SET PROBLEM:
Reproduce verbatim the part of the entries that opens with their first line and closes with the line containing "381 0 480 253", including both ends.

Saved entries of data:
——

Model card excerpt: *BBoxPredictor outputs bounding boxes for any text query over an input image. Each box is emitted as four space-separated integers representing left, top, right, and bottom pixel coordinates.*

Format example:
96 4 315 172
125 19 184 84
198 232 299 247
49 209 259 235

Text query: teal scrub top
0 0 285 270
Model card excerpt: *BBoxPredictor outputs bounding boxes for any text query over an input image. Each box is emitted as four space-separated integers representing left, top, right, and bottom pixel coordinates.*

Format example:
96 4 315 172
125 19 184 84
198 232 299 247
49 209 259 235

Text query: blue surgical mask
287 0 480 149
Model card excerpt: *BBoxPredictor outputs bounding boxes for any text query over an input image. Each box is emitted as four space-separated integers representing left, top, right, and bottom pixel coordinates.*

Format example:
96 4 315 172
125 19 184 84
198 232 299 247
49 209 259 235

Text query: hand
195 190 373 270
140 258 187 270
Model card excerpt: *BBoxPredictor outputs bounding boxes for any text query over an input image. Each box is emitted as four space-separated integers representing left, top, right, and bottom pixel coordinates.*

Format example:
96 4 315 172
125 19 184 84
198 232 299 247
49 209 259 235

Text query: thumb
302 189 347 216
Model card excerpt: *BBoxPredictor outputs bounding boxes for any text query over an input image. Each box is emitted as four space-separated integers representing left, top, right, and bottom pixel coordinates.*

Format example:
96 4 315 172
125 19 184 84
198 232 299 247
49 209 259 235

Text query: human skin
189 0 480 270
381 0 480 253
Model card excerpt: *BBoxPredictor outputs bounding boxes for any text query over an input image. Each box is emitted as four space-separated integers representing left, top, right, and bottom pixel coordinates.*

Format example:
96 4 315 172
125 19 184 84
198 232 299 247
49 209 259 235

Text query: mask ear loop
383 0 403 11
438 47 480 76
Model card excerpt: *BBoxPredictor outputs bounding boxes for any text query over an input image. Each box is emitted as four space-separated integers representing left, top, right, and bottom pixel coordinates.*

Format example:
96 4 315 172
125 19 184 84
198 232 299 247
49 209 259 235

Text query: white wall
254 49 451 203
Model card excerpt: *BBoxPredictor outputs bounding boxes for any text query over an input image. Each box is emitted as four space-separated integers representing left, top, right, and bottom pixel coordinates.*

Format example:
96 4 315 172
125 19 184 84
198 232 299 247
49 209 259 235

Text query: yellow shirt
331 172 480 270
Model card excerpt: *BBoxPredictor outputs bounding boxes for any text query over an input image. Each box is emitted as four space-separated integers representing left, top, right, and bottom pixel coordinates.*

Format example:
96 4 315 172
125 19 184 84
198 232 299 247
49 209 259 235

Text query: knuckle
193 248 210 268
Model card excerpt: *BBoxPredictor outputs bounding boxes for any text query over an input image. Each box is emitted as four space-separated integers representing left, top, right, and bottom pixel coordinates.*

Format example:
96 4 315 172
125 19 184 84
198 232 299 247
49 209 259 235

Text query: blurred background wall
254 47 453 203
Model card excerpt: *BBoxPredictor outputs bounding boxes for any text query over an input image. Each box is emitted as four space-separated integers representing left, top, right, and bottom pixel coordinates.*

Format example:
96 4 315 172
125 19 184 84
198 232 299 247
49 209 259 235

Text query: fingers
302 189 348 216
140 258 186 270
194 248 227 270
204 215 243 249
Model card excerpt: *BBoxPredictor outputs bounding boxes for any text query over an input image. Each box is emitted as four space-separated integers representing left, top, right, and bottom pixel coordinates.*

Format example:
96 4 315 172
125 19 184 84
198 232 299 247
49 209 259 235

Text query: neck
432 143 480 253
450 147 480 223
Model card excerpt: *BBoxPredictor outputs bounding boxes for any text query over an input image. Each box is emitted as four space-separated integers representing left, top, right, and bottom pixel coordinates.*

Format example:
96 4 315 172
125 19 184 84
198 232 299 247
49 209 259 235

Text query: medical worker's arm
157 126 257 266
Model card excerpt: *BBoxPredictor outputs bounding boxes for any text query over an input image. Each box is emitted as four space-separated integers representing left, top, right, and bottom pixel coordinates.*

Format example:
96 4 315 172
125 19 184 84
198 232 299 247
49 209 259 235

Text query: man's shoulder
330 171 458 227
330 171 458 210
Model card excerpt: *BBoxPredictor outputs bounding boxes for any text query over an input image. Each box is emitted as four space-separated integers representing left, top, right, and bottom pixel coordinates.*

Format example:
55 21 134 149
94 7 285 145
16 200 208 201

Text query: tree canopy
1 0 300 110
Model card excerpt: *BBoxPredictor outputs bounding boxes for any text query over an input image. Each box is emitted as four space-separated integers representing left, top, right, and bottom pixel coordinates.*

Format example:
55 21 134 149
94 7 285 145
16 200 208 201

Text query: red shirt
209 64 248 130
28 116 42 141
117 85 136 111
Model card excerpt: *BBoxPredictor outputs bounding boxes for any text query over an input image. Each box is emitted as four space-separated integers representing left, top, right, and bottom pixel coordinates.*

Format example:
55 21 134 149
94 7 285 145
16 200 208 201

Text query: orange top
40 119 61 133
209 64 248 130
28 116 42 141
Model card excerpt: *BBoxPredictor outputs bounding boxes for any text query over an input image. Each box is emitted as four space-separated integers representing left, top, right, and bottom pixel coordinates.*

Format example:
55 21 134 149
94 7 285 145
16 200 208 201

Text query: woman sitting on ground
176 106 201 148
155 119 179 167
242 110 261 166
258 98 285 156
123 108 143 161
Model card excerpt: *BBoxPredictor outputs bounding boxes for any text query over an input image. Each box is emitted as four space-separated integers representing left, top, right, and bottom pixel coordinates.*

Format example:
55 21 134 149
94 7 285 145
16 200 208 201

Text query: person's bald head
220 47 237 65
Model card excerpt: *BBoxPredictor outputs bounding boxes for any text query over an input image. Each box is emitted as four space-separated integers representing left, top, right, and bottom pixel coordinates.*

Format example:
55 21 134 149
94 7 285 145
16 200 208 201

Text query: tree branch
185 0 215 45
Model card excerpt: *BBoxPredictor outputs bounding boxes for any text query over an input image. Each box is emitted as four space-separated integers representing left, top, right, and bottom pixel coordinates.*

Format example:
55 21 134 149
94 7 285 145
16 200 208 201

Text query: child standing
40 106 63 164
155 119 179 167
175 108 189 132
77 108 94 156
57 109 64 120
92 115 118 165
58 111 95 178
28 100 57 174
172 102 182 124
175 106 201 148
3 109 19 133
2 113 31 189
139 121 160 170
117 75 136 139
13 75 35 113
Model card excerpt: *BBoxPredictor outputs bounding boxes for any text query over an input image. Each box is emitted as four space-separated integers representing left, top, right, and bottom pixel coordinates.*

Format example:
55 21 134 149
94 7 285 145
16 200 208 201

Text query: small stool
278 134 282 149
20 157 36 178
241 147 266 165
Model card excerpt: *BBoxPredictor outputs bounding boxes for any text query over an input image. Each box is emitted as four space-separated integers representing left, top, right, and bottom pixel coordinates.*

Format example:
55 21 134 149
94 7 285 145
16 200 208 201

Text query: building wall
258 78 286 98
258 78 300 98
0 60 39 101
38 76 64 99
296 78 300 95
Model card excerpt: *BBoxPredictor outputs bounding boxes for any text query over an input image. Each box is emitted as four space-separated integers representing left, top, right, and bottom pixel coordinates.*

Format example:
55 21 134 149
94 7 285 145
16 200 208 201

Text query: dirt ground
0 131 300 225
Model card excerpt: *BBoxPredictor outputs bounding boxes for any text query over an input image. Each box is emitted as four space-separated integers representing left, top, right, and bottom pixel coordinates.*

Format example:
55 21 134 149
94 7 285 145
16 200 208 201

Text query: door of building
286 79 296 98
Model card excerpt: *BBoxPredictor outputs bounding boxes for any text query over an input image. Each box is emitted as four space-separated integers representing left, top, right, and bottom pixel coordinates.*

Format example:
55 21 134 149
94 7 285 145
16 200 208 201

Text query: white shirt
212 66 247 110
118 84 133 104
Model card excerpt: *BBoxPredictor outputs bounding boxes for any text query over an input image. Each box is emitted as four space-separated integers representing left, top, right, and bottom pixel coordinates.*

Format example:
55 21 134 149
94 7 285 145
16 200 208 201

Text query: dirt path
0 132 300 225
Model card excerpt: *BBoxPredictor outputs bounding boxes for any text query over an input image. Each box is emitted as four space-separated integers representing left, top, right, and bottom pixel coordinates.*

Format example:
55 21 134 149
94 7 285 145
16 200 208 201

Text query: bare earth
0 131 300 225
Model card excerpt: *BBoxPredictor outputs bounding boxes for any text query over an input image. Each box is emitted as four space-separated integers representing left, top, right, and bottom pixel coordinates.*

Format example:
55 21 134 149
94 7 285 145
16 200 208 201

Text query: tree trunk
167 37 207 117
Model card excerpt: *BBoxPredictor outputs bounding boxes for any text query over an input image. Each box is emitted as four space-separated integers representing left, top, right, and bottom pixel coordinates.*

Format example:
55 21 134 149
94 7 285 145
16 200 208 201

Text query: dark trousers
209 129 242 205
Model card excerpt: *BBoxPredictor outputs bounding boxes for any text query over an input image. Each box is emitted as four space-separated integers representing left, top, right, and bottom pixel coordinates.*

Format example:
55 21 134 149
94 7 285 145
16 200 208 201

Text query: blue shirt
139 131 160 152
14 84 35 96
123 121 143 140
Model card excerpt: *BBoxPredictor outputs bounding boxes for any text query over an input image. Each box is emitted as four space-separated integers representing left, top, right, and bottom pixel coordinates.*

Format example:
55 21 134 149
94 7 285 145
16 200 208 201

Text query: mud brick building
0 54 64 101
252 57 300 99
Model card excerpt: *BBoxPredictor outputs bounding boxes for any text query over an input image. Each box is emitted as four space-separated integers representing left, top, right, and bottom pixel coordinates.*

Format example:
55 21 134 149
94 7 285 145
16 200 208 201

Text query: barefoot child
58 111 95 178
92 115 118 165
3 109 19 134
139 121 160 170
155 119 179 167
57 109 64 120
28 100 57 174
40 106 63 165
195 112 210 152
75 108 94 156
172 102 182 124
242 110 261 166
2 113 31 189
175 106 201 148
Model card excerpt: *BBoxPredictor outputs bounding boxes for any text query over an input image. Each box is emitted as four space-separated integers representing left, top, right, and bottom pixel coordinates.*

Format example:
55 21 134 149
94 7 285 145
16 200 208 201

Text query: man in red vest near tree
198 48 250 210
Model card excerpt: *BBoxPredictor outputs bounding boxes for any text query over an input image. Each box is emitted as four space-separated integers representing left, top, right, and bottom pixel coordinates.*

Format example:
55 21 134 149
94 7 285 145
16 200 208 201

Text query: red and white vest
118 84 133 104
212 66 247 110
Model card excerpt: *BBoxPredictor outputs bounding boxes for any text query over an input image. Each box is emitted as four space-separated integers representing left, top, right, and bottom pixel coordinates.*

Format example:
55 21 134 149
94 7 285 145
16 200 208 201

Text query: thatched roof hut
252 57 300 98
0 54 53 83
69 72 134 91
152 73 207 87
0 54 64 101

——

SOLUTION FOR THIS TASK:
Model card excerpt: *BBoxPredictor outputs bounding boxes for any text query over an input image. Each box is emitted as four space-separated integers representing left, top, right, and bottom pixel coordinates.*

Format example:
96 4 315 172
125 19 184 84
198 232 299 247
49 209 259 235

Text query: teal scrub top
0 0 285 270
Model card excerpt: *BBoxPredictor outputs bounding boxes for any text query over an input image. Each box is emitted as four space-separated integers representing left, top, right, and bottom pixel coordinates.*

Format example:
96 4 315 172
125 19 184 84
198 232 299 247
49 209 259 235

Text query: blue surgical mask
287 0 480 149
Model card excerpt: *BBoxPredictor outputs bounding boxes for any text query over an input image. Each box is emitted as four space-separated integers representing left, top, right, and bottom pixel coordinates.*

Format example:
96 4 315 172
125 19 184 84
198 232 299 247
49 209 259 235

Text query: hand
195 190 373 270
140 258 187 270
Model card excerpt: *BBoxPredictor outputs bounding boxes for any text query over an input image. Each box is emitted as four space-separated integers representing left, top, right, and bottom pixel coordinates.*

Format example:
96 4 315 172
125 19 184 84
198 232 299 247
49 209 259 235

Text query: thumb
302 189 347 216
Model card excerpt: *BBoxPredictor outputs bounding boxes for any text query over an input image. Each box is emitted as four space-separated integers representing left, top, right, and bottom pixel coordinates.*

Format example:
96 4 315 172
125 19 184 84
198 232 299 247
49 209 259 235

Text query: human skin
189 0 480 270
381 0 480 253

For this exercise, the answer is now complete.